YOUR TASK ->
Nothing in the records may be altered, and no picture may be included. Restate them in full.

Stored data entries
[Start of section]

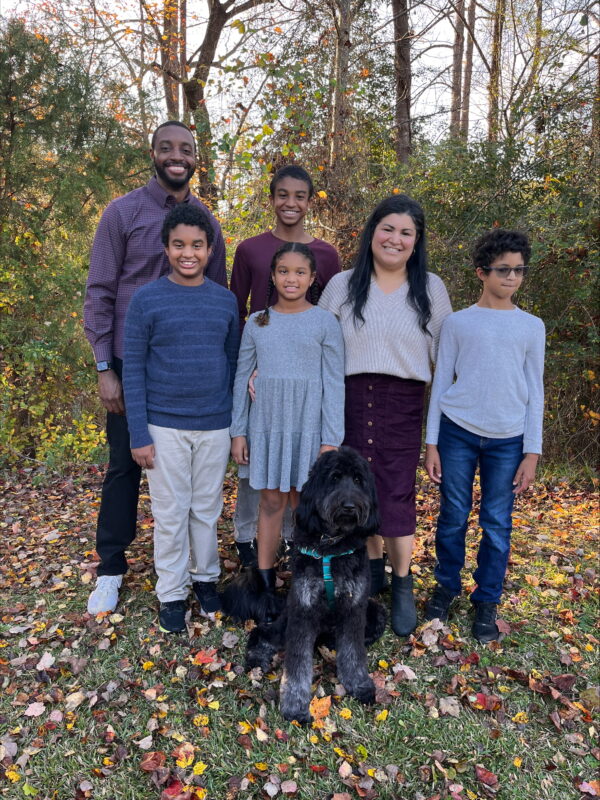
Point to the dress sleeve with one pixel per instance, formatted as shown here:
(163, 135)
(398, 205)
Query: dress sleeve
(241, 399)
(329, 300)
(106, 263)
(137, 334)
(332, 374)
(442, 380)
(534, 376)
(440, 308)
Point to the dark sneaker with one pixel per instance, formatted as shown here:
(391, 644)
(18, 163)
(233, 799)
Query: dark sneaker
(171, 616)
(438, 605)
(208, 599)
(484, 628)
(247, 553)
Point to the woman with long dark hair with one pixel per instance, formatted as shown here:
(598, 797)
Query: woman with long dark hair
(391, 311)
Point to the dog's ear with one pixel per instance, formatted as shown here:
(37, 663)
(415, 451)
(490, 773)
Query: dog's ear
(308, 521)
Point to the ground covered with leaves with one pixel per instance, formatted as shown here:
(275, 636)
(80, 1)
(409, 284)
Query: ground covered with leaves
(111, 708)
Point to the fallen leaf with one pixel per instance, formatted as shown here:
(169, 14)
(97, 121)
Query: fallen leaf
(449, 707)
(34, 710)
(485, 776)
(319, 707)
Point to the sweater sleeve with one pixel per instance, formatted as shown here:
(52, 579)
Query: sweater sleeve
(330, 299)
(332, 375)
(137, 334)
(241, 283)
(440, 308)
(232, 345)
(442, 380)
(246, 365)
(534, 377)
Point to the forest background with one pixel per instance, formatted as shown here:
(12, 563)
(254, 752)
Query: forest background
(486, 112)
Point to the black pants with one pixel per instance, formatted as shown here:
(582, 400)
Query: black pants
(120, 491)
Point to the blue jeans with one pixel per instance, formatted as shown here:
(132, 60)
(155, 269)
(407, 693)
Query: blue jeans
(460, 452)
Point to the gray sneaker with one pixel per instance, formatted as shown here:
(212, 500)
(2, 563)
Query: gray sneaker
(105, 596)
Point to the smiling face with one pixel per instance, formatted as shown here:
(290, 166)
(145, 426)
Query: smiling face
(290, 201)
(393, 242)
(188, 254)
(498, 290)
(292, 278)
(174, 157)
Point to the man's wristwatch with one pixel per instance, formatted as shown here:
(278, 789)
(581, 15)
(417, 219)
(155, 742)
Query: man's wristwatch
(103, 366)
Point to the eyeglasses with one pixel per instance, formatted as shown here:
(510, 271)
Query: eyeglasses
(504, 272)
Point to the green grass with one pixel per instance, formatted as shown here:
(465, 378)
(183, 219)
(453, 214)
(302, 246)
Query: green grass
(137, 682)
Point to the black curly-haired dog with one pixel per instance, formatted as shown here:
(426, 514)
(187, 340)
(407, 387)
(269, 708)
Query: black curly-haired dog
(329, 594)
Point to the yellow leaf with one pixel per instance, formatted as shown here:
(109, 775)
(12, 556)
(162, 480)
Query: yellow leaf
(13, 775)
(319, 707)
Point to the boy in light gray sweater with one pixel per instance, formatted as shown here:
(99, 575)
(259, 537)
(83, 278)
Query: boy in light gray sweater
(486, 409)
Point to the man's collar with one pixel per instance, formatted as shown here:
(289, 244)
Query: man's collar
(162, 196)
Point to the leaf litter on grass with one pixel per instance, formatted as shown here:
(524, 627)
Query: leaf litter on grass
(92, 705)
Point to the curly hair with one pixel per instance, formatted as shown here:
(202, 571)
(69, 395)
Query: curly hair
(494, 243)
(187, 214)
(292, 171)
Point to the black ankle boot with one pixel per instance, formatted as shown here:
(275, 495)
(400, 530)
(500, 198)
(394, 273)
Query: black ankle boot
(378, 576)
(404, 612)
(484, 627)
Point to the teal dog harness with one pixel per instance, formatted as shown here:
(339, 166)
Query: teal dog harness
(327, 576)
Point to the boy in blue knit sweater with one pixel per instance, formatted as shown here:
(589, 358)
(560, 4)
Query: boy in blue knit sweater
(181, 345)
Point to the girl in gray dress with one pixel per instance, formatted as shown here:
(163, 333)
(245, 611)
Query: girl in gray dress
(298, 350)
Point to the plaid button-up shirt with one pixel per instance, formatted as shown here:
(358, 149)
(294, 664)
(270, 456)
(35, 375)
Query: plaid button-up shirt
(128, 253)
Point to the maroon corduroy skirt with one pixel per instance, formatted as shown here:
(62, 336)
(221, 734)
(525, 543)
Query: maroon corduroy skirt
(383, 418)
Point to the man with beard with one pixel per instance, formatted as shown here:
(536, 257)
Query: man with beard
(128, 253)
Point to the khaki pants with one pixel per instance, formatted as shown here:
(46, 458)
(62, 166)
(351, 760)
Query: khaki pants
(186, 490)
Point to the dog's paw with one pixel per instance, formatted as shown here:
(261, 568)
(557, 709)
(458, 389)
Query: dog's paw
(364, 694)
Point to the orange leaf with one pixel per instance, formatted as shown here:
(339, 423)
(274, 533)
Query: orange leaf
(319, 707)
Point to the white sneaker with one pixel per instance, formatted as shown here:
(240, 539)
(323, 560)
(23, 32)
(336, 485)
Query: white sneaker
(106, 594)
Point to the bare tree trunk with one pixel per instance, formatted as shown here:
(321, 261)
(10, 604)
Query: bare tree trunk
(457, 54)
(402, 76)
(183, 47)
(169, 57)
(341, 110)
(495, 70)
(468, 74)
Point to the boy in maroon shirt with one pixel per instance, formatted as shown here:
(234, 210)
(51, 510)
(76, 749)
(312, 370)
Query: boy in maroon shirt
(291, 192)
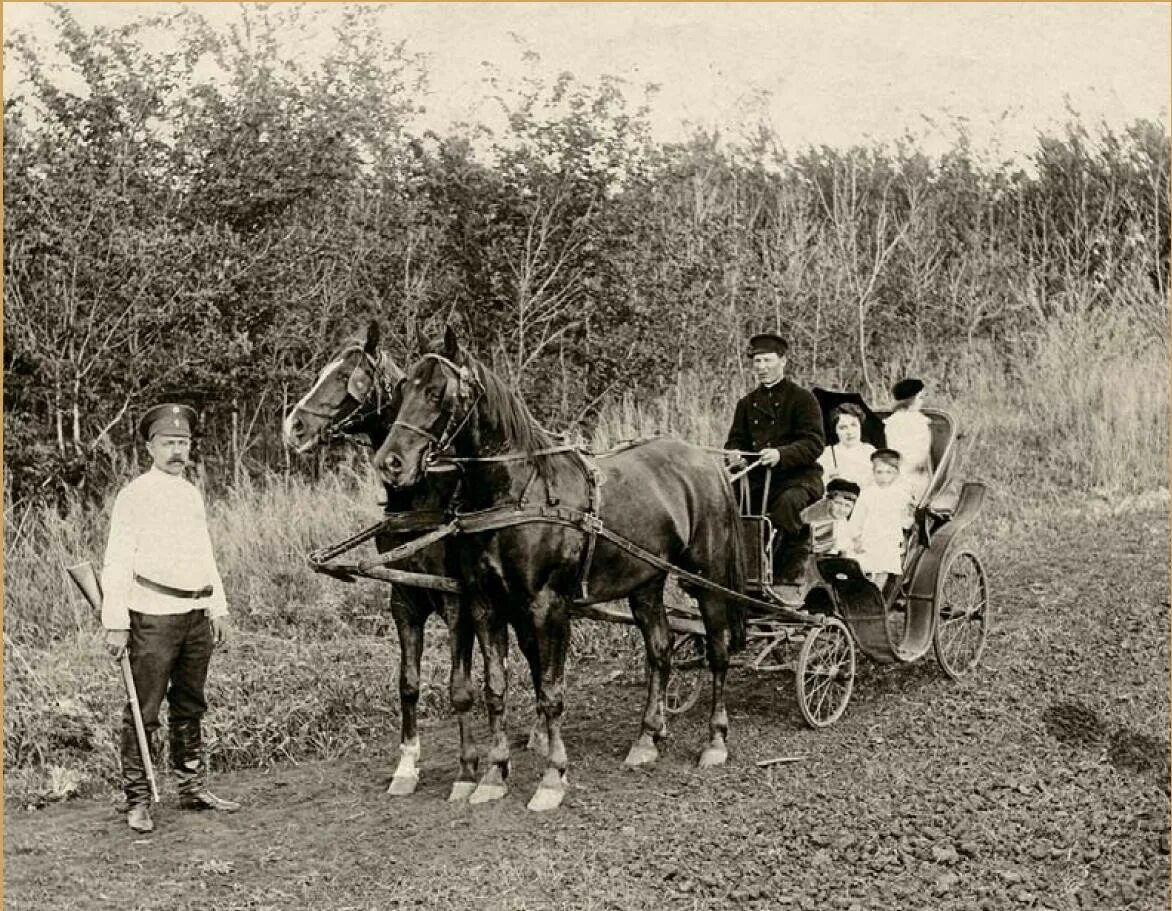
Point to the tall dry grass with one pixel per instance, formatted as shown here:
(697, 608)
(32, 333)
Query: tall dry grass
(313, 672)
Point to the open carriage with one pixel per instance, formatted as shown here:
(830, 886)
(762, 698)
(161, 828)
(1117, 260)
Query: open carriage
(470, 468)
(940, 603)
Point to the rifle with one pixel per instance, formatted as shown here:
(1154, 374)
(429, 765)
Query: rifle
(86, 579)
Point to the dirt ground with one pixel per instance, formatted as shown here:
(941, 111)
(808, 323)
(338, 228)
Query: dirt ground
(1041, 781)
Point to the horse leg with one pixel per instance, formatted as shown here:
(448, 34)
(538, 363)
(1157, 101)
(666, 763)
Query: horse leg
(493, 637)
(409, 621)
(462, 638)
(538, 739)
(647, 607)
(719, 639)
(551, 626)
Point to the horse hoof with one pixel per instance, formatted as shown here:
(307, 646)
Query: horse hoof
(486, 793)
(640, 754)
(538, 742)
(401, 786)
(546, 799)
(461, 791)
(713, 756)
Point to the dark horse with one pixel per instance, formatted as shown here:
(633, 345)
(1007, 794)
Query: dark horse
(667, 496)
(358, 395)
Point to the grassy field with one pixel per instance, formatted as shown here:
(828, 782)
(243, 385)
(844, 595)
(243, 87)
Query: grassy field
(1082, 420)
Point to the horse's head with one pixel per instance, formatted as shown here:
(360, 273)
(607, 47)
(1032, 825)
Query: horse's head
(353, 394)
(440, 395)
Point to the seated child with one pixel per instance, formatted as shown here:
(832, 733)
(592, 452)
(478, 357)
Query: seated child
(829, 517)
(881, 514)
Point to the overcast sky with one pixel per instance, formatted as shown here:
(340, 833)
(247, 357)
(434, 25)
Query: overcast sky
(819, 73)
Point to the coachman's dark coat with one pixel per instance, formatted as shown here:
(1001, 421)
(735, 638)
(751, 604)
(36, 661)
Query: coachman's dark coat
(785, 417)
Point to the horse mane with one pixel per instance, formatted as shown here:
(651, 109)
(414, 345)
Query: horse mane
(508, 413)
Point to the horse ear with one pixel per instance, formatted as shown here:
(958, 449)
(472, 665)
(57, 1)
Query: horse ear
(450, 344)
(373, 335)
(421, 340)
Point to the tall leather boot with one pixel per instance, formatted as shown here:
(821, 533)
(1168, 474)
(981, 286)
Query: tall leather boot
(135, 783)
(191, 770)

[End of section]

RESULT FOR THIS EXERCISE ->
Point to the dress sleeve with one pixel per instance, formatted as shown here:
(163, 135)
(398, 205)
Query: dress sleeve
(241, 399)
(329, 300)
(106, 263)
(137, 334)
(332, 374)
(442, 380)
(534, 376)
(440, 308)
Point to the dark sneaker with one pixel per instance, formatted as shown here:
(391, 644)
(18, 163)
(233, 799)
Query: dark sneaker
(171, 616)
(438, 605)
(208, 599)
(484, 628)
(247, 553)
Point to the woman with long dark hair with one pixel per instance, formatted as shown here:
(598, 797)
Query: woman with long dark hair
(391, 311)
Point to the dog's ear with one pixel per instance, formatted as shown here:
(37, 663)
(415, 451)
(490, 773)
Query: dog's ear
(308, 521)
Point to the ground covered with leaves with one pixel per instance, formatted as shown here:
(275, 636)
(80, 1)
(409, 284)
Query: ground covered with leaves
(111, 708)
Point to the fallen leaf with one pixel per instance, formatted as shown here:
(169, 14)
(97, 121)
Query: fallen leaf
(449, 707)
(34, 710)
(485, 776)
(319, 707)
Point to the sweater sleeve with one pixel per instance, formatted as shown here:
(52, 579)
Query: sweater sleeve
(330, 299)
(332, 375)
(137, 334)
(241, 283)
(440, 308)
(232, 345)
(442, 380)
(246, 365)
(534, 377)
Point to the forest background with one pixel per instance, formatted as shown here:
(12, 563)
(254, 752)
Query: forest background
(486, 112)
Point to the black pants with one pixel per instance, formatted as shown here:
(582, 400)
Query: black pants
(120, 491)
Point to the blue jeans with one pixel per instance, formatted as shown here:
(132, 60)
(155, 269)
(407, 693)
Query: blue jeans
(460, 452)
Point to the gray sneaker with one pixel per instance, formatted as shown here:
(212, 500)
(2, 563)
Query: gray sneaker
(105, 596)
Point to the smiling face with one pixel per instance, formatted as shown here:
(290, 166)
(145, 426)
Query: smiling face
(290, 201)
(393, 242)
(188, 254)
(498, 290)
(292, 278)
(174, 157)
Point to the man's wristwatch with one pixel per instance, formatted as shown here:
(278, 789)
(581, 15)
(417, 219)
(155, 742)
Query: man's wristwatch
(103, 366)
Point to the eyeglasses with one pixel per instance, formatted as shown here:
(510, 271)
Query: eyeglasses
(504, 272)
Point to the green grass with one pixel per instance, formatted as shown here:
(465, 378)
(183, 219)
(453, 214)
(302, 246)
Query: green grass
(137, 682)
Point to the black curly-haired dog with one pixel per instance, formatted as shown here:
(426, 514)
(187, 340)
(407, 387)
(269, 708)
Query: black curly-haired dog
(329, 594)
Point to the yellow leaf with one pixel per instance, formatted as shown here:
(109, 775)
(12, 556)
(162, 480)
Query: yellow leaf
(13, 775)
(319, 707)
Point to the boy in light gray sweater with one pixel per instance, formatted as shown here:
(99, 575)
(259, 537)
(83, 278)
Query: boy in light gray sweater
(486, 409)
Point to the man's collar with one pixel per instance, formatted as shown here:
(289, 244)
Query: man's collar
(162, 196)
Point to the leaf litter on grass with one pixel per instance, formatted as shown here:
(524, 627)
Query: leaf litter on grass
(92, 705)
Point to the curly hair with one pixel per instance, formatted as shown here:
(202, 571)
(69, 395)
Query: curly hair
(494, 243)
(187, 214)
(292, 171)
Point to the black ankle boot with one pixel per instance, formatted as shown here:
(275, 495)
(400, 530)
(500, 198)
(394, 273)
Query: black ankle boot
(378, 576)
(404, 612)
(484, 627)
Point to the teal dog harness with one pixel per instance, formatted as shown here:
(339, 166)
Query: teal dog harness
(327, 576)
Point to the boy in blue knit sweater with one pixel per instance, formatted as shown here:
(589, 358)
(560, 4)
Query: boy in blue knit sweater
(181, 345)
Point to the girl in gray dress with one pixel per instance, formatted as shown here:
(163, 333)
(245, 611)
Query: girl in gray dress
(298, 350)
Point to the plaid button-up shirt with one pixel per instance, formatted as shown here:
(358, 149)
(294, 664)
(270, 456)
(35, 375)
Query: plaid button-up shirt
(128, 253)
Point to the maroon corduroy skirt with one pixel per instance, formatted as shown here:
(62, 336)
(221, 734)
(525, 543)
Query: maroon corduroy skirt
(383, 418)
Point to the man with beard with one pixel per instance, formatted as shown here:
(536, 257)
Query: man with beard
(128, 253)
Point to the khaki pants with one pixel per instance, formatted as shown here:
(46, 458)
(62, 166)
(351, 760)
Query: khaki pants
(186, 490)
Point to the dog's paw with one pixel per instance, formatted as shown here:
(261, 568)
(557, 709)
(458, 389)
Query: dog's paw
(364, 694)
Point to the orange leaf with one pixel per instance, formatted as shown here:
(339, 423)
(274, 533)
Query: orange leaf
(319, 707)
Point to the white sneaker with one pixel per instance, formatted as shown here:
(240, 539)
(323, 560)
(23, 32)
(336, 485)
Query: white sneaker
(106, 594)
Point to the bare tree trunk with one pixel per instance, formatted as shown here:
(321, 261)
(10, 604)
Query: bare tree trunk
(457, 54)
(402, 76)
(183, 47)
(169, 57)
(341, 110)
(495, 70)
(468, 74)
Point to the boy in maroon shirt with one pixel per instance, formatted as shown here:
(234, 210)
(51, 510)
(76, 749)
(312, 370)
Query: boy in maroon shirt
(291, 192)
Point to the tall dry grass with one pixel per instance, formatted as shown here:
(697, 608)
(32, 333)
Query: tall dry grass
(313, 672)
Point to the open carriage with one pixel per instance, formatted as shown here:
(830, 886)
(762, 698)
(161, 828)
(1117, 260)
Query: open carriage
(470, 468)
(940, 603)
Point to the rifle with one pixel per instance, formatted as shown here:
(1154, 374)
(429, 765)
Query: rifle
(86, 579)
Point to the dirt ground with one pixel per instance, formatted as shown here:
(941, 111)
(808, 323)
(338, 228)
Query: dirt ground
(1041, 781)
Point to the horse leg with one pixel per instance, formatted as shown here:
(448, 34)
(538, 363)
(1157, 101)
(666, 763)
Query: horse leg
(493, 637)
(409, 621)
(462, 638)
(538, 739)
(647, 607)
(719, 639)
(551, 626)
Point to the horse hoof with one pixel per instance, formatted as shown here:
(307, 646)
Query: horse hoof
(486, 793)
(640, 754)
(538, 742)
(401, 786)
(546, 799)
(461, 791)
(713, 756)
Point to the dark horse with one pixel per instance, formatted as shown here:
(633, 345)
(1007, 794)
Query: dark horse
(667, 496)
(358, 395)
Point to the grassy field with one pixel per instance, formatted as shown here:
(828, 782)
(243, 385)
(844, 595)
(243, 87)
Query: grassy field
(1082, 420)
Point to the horse's head with one pixel per instance, formatted as shown here:
(360, 273)
(607, 47)
(1032, 825)
Query: horse's head
(353, 394)
(440, 395)
Point to the seated child with one pixel per instance, formatted as shown here:
(832, 733)
(592, 452)
(478, 357)
Query: seated child
(829, 517)
(881, 514)
Point to the overcast sky with one pixel per instance, formatted as shown here:
(340, 833)
(247, 357)
(434, 25)
Query: overcast sky
(819, 73)
Point to the coachman's dark coat with one pixel per instance, formatted as shown here:
(1001, 421)
(735, 638)
(751, 604)
(36, 661)
Query: coachman's dark coat
(785, 417)
Point to the horse mane with one pixel per instance, formatted as shown here:
(651, 109)
(414, 345)
Query: horse mane
(508, 413)
Point to the horse ear with one pixel per instance, formatted as shown here:
(958, 449)
(472, 665)
(57, 1)
Query: horse ear
(450, 344)
(373, 335)
(421, 340)
Point to the tall leather boot with one pixel per instance, formatted as shown here:
(821, 533)
(1168, 474)
(981, 286)
Query: tall leather boot
(135, 783)
(191, 770)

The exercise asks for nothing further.